(Location identification items)
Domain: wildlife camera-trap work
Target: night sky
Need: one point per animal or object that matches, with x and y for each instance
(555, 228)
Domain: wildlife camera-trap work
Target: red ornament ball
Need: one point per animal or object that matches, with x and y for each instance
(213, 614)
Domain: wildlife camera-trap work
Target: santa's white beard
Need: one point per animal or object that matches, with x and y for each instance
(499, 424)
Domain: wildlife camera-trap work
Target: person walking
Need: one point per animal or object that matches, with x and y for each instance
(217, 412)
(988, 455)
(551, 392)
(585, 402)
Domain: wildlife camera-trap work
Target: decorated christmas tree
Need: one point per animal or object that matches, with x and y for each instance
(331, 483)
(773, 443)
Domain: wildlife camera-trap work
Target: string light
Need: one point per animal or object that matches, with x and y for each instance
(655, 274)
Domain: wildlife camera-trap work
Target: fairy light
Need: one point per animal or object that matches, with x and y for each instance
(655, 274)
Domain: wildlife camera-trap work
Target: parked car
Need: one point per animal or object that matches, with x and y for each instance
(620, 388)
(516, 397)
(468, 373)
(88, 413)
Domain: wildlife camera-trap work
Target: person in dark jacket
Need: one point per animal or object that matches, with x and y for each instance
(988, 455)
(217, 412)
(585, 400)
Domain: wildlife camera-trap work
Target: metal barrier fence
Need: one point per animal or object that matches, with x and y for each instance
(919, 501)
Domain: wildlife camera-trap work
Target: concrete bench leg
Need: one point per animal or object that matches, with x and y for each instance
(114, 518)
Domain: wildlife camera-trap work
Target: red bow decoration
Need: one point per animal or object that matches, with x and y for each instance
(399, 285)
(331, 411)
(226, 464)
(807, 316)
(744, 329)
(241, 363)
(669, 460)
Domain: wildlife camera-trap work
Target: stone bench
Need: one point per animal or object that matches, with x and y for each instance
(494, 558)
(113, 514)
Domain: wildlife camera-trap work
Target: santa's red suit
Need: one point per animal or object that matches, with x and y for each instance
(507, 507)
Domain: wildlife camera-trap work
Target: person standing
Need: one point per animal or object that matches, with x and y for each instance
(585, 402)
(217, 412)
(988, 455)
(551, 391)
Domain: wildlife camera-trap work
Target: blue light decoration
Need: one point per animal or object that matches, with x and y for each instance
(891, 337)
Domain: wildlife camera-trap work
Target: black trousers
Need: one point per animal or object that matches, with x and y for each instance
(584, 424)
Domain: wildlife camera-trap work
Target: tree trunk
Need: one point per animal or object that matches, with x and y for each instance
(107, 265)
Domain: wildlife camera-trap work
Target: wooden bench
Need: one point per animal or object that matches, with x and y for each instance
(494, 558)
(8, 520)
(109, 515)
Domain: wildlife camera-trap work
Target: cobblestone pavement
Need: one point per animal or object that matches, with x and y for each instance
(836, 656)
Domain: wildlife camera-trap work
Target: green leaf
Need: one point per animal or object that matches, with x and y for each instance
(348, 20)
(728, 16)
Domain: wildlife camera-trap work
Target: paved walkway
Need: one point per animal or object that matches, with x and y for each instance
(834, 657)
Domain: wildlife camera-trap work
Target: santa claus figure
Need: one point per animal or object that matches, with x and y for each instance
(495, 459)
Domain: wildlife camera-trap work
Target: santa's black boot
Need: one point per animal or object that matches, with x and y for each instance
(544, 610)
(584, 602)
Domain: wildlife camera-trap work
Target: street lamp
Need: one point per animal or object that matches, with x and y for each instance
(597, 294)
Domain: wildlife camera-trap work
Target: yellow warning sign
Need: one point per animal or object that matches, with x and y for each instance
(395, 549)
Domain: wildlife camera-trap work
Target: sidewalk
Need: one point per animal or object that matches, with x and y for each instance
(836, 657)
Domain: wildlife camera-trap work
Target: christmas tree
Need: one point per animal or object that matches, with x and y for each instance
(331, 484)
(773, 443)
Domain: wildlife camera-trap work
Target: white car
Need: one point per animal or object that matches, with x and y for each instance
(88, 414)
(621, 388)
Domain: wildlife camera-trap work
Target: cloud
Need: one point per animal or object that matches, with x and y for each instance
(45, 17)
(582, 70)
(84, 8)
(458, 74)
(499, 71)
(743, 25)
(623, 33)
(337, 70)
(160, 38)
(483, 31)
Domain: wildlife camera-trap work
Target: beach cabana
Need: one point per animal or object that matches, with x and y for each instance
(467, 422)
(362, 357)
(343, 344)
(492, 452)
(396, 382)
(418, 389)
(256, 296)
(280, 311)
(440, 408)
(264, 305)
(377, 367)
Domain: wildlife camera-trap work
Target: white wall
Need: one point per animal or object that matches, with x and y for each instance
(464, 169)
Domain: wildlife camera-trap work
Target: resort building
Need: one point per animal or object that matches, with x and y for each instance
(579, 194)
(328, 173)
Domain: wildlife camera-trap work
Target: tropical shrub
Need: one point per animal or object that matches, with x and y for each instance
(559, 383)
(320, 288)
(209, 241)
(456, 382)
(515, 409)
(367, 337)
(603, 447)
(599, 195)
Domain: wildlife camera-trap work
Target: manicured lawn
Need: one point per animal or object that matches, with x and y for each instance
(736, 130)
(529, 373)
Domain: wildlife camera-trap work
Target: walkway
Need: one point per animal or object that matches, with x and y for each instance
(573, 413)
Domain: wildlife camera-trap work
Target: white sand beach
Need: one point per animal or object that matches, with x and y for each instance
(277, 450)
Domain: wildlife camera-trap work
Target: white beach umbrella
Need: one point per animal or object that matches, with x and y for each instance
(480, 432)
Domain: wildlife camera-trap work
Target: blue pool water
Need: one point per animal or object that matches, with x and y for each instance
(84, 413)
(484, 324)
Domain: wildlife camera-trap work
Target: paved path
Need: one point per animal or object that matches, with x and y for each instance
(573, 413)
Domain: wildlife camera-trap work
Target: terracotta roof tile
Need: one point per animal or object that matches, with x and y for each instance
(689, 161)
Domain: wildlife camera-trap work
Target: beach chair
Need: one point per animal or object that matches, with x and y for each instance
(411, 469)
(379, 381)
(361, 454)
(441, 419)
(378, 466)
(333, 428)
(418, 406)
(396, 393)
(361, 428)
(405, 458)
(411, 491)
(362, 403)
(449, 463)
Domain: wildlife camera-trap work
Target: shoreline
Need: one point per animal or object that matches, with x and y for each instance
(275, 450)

* Exercise *
Go through the data above and copy out only the lines that contain the word "white".

* Response to the task *
Target: santa's white beard
Target: white car
Target: white wall
Target: white sand beach
Target: white beach umbrella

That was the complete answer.